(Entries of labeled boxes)
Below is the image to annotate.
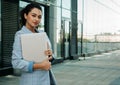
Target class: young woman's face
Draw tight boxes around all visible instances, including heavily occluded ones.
[24,8,42,28]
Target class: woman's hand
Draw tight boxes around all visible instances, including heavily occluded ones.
[33,58,51,70]
[45,49,52,56]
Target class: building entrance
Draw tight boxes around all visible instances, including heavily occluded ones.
[61,18,71,59]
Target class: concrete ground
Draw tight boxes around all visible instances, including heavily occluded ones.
[0,50,120,85]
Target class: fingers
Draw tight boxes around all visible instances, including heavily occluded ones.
[45,49,52,56]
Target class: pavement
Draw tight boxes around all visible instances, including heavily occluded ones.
[0,50,120,85]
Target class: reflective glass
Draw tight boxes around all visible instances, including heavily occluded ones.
[62,0,71,9]
[55,7,61,57]
[0,0,1,66]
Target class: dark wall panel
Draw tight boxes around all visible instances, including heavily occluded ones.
[1,0,19,68]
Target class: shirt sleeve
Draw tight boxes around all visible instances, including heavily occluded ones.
[12,32,34,72]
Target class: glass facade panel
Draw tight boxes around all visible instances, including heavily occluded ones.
[56,7,61,57]
[62,0,71,10]
[0,0,2,66]
[83,0,120,53]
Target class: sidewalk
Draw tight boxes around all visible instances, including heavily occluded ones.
[0,50,120,85]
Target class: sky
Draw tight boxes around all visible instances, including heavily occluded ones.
[78,0,120,35]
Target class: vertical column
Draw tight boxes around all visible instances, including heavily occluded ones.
[70,0,77,59]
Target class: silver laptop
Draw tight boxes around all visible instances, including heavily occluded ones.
[21,32,47,62]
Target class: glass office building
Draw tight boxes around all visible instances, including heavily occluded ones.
[0,0,120,76]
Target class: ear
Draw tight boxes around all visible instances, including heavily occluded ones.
[24,13,27,19]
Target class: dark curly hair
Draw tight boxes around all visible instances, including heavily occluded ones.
[20,2,42,25]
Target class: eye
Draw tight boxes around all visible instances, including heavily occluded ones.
[32,14,36,17]
[38,15,42,19]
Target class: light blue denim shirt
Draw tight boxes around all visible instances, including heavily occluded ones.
[12,26,50,85]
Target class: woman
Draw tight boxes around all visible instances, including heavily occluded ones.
[12,3,56,85]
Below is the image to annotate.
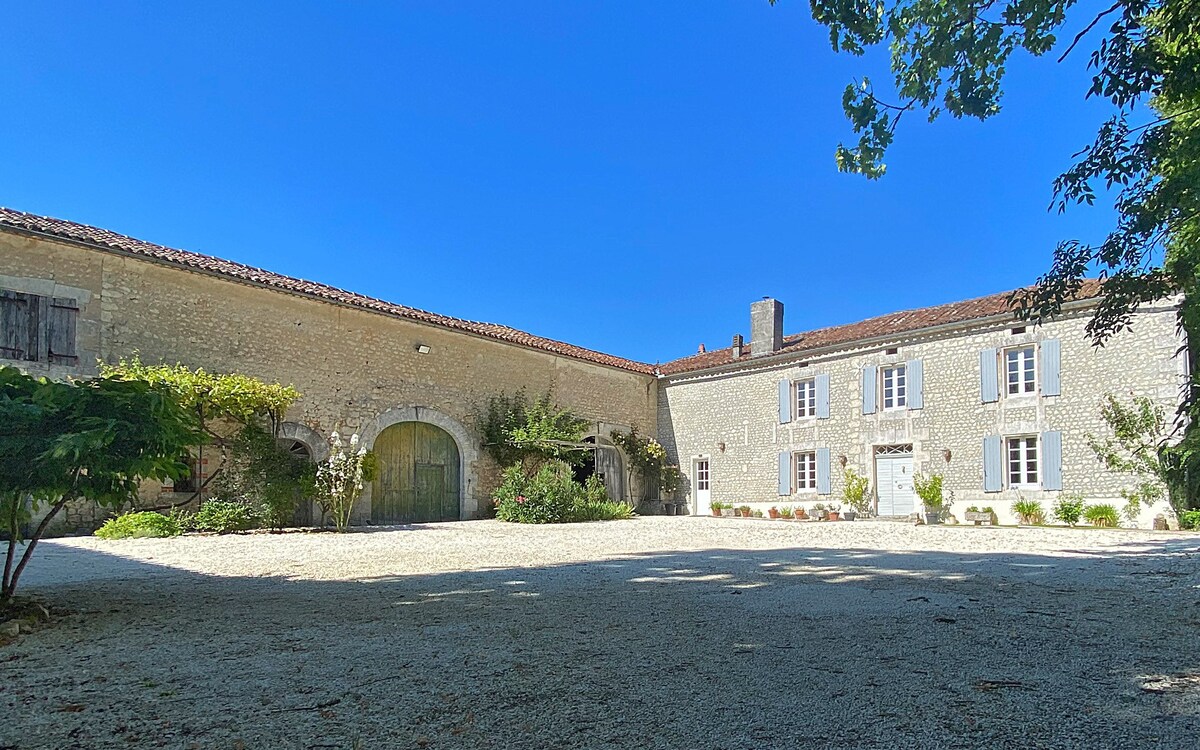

[Your goal] Recast the lines as a Markdown table with the columns Row and Line, starting at the line containing "Target class: dark wall panel" and ending at the line containing "[21,32,47,62]". Number the rows and leave out blank lines.

[Answer for this exercise]
| Row | Line |
|---|---|
| 1 | Target class: dark wall panel |
| 2 | Draw tight boxes around all visible instances, including heavily occluded ones. |
| 3 | [1,0,19,68] |
| 4 | Target class: shirt sleeve |
| 5 | Draw tight boxes around all visible instances, including heavily occluded ones. |
| 6 | [12,32,34,72] |
| 7 | Target class: glass facade panel |
| 8 | Draw tight boxes around all visible instances, including heavily occluded ones. |
| 9 | [56,7,61,57] |
| 10 | [62,0,71,10] |
| 11 | [0,0,2,66] |
| 12 | [83,0,120,53] |
| 13 | Target class: sidewalk |
| 14 | Draw tight boxes around all visible instances, including heavily occluded ones. |
| 15 | [0,50,120,85] |
| 16 | Target class: sky |
| 17 | Draw tight boxes around all visible instances, including heavily occluded ones. |
| 18 | [78,0,120,35] |
| 19 | Target class: vertical column |
| 20 | Draw tight boxes around all visible instances, including heavily occluded ones. |
| 21 | [70,0,77,59] |
| 22 | Target class: silver laptop |
| 23 | Draw tight boxes around all visible instances, including heavily occluded ones. |
| 24 | [21,32,47,62] |